Exercise >>
Scan the records for the string "pink", then copy each line that has it.
[Available records — start]
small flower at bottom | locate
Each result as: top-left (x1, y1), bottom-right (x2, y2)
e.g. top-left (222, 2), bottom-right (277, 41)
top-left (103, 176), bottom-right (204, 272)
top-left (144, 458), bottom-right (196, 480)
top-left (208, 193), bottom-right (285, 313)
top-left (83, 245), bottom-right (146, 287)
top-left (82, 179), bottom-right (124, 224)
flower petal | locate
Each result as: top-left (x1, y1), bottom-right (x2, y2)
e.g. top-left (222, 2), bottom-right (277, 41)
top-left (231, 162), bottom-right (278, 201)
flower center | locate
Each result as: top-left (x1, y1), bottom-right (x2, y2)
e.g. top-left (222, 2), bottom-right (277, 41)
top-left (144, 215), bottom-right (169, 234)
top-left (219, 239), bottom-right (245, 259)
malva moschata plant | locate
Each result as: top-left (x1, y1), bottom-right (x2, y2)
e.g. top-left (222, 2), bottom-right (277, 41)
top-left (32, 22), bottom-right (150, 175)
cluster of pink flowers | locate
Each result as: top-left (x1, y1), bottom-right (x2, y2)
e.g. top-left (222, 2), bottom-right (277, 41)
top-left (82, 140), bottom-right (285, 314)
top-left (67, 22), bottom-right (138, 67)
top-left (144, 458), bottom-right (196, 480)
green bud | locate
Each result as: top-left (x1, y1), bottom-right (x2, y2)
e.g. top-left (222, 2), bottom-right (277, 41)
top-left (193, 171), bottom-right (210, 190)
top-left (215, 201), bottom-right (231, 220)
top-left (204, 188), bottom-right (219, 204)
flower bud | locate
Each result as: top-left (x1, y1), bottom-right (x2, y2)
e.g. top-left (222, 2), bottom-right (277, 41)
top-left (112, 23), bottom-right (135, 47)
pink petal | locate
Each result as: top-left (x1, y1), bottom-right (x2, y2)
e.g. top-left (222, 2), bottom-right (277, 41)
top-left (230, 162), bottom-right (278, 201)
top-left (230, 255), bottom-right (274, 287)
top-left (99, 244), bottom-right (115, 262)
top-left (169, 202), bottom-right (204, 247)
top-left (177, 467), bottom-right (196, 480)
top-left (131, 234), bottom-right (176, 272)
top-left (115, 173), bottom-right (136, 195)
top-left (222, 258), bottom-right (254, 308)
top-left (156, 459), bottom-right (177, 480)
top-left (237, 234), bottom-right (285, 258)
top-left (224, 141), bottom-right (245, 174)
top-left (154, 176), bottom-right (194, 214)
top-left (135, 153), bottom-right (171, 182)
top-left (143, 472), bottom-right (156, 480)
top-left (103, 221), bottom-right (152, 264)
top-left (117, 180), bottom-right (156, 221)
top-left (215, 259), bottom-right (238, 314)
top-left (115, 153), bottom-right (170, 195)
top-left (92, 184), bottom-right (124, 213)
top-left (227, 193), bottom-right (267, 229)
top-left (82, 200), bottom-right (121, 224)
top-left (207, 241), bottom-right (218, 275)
[Available records — finish]
Finished exercise >>
cluster of pink flowers | locate
pink petal | locate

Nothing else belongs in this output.